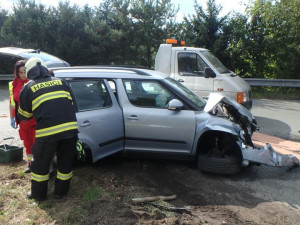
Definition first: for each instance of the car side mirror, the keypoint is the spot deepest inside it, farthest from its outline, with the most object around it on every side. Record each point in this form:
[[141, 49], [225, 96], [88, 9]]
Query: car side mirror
[[175, 104], [209, 73]]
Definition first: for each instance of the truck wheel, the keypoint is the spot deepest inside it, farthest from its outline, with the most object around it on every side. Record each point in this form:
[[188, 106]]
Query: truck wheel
[[228, 164]]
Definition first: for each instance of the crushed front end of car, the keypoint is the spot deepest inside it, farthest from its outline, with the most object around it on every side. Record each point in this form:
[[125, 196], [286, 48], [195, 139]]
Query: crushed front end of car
[[224, 107]]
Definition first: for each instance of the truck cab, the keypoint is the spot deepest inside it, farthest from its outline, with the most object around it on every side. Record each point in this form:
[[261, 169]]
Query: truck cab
[[201, 71]]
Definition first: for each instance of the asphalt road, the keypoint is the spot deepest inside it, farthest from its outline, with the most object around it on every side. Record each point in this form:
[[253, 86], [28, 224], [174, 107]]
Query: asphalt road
[[278, 118]]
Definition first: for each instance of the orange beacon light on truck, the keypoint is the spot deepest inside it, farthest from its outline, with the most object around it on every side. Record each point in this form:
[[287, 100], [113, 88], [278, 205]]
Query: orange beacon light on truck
[[175, 42]]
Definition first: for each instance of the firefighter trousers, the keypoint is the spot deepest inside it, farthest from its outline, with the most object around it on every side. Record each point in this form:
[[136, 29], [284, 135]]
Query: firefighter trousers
[[43, 152]]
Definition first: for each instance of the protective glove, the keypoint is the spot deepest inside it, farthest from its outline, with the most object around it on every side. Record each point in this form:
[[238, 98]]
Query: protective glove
[[13, 123]]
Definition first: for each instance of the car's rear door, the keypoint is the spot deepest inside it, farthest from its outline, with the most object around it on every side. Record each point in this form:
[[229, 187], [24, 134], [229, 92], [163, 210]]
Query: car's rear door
[[99, 116], [149, 125]]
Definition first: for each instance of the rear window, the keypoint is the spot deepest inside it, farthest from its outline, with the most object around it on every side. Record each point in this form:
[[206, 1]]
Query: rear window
[[90, 94], [7, 63]]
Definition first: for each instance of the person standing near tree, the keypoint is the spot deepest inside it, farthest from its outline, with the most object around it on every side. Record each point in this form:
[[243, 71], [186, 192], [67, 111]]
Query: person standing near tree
[[49, 101], [26, 128]]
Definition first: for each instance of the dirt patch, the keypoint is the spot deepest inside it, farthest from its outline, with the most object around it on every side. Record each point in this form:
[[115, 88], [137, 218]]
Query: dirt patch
[[210, 199], [102, 194]]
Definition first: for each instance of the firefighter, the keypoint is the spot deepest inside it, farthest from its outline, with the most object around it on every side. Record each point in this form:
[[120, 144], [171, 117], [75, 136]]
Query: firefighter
[[26, 128], [48, 100]]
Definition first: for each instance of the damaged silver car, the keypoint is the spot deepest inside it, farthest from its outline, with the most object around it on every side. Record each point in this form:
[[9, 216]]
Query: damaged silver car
[[140, 113]]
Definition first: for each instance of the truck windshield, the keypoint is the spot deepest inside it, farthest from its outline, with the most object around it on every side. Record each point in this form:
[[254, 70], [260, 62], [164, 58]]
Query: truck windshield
[[216, 63], [188, 93]]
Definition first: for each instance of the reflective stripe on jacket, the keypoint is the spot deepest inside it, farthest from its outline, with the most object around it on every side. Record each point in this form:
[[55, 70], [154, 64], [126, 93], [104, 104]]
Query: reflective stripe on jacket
[[11, 95], [49, 101]]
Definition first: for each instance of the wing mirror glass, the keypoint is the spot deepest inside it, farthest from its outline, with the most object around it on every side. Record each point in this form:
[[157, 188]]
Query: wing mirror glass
[[209, 73], [175, 104]]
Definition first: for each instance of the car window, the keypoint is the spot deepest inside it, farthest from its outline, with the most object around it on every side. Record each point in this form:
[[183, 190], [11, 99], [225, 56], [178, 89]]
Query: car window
[[7, 63], [147, 93], [90, 94], [191, 64]]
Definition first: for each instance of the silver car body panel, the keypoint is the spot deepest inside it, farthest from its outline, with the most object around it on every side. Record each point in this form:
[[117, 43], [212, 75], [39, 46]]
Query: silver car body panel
[[127, 127], [265, 155]]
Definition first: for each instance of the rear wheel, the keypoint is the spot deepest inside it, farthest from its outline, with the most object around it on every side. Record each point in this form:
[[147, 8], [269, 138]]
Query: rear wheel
[[219, 154]]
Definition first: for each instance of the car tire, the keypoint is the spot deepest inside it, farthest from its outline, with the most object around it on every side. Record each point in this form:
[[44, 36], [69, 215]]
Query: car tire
[[229, 164]]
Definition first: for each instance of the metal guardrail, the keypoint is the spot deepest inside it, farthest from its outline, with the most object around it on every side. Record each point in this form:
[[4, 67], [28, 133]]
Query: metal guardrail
[[250, 81], [273, 82]]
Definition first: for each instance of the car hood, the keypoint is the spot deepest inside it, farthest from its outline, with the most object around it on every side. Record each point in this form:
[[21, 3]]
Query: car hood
[[215, 98], [224, 107]]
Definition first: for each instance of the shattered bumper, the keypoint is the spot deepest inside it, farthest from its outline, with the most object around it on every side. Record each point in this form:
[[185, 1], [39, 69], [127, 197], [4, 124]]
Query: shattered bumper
[[267, 155]]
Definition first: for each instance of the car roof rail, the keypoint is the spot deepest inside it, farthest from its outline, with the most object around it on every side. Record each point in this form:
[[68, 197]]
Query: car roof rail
[[135, 69]]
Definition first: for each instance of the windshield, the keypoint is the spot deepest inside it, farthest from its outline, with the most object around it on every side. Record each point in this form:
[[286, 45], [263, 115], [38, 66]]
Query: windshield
[[44, 56], [216, 63], [188, 93]]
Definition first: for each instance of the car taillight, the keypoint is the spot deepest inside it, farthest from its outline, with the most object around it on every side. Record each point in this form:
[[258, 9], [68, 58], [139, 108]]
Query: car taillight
[[240, 97]]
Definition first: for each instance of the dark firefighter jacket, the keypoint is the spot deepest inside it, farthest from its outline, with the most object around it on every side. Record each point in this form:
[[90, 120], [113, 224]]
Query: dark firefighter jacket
[[48, 100]]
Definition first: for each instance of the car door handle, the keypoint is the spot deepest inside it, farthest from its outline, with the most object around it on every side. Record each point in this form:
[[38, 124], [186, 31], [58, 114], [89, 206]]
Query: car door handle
[[133, 117], [85, 124]]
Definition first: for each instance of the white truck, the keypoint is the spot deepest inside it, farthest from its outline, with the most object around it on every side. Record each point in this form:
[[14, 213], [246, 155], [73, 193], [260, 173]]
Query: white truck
[[201, 71]]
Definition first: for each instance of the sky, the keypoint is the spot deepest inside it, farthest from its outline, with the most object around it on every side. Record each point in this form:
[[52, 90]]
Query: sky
[[186, 6]]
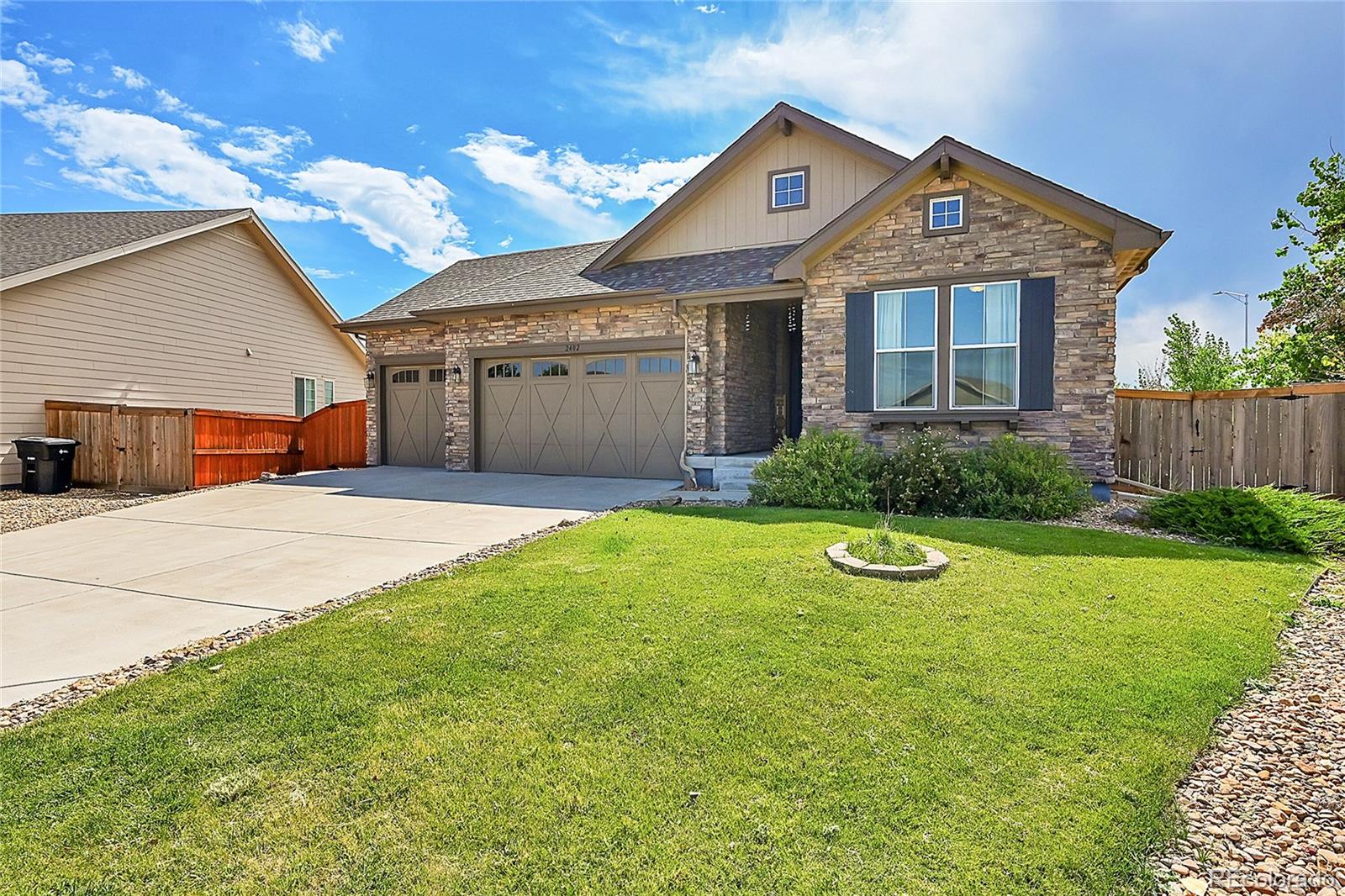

━━━━━━━━

**WORK INSTRUCTION:** All lines from the one containing "Definition first: for each instance of the sky, the" to the last line of the records above, and no others, should be returned unchanged, without pictures.

**OUTPUT OF THE TASK:**
Definition first: for each instance of the sky, the keypoint is the spot deepest inside it, farthest from its outline, with the most object around it on every side. Record each point in this form:
[[52, 90]]
Query: sky
[[186, 6]]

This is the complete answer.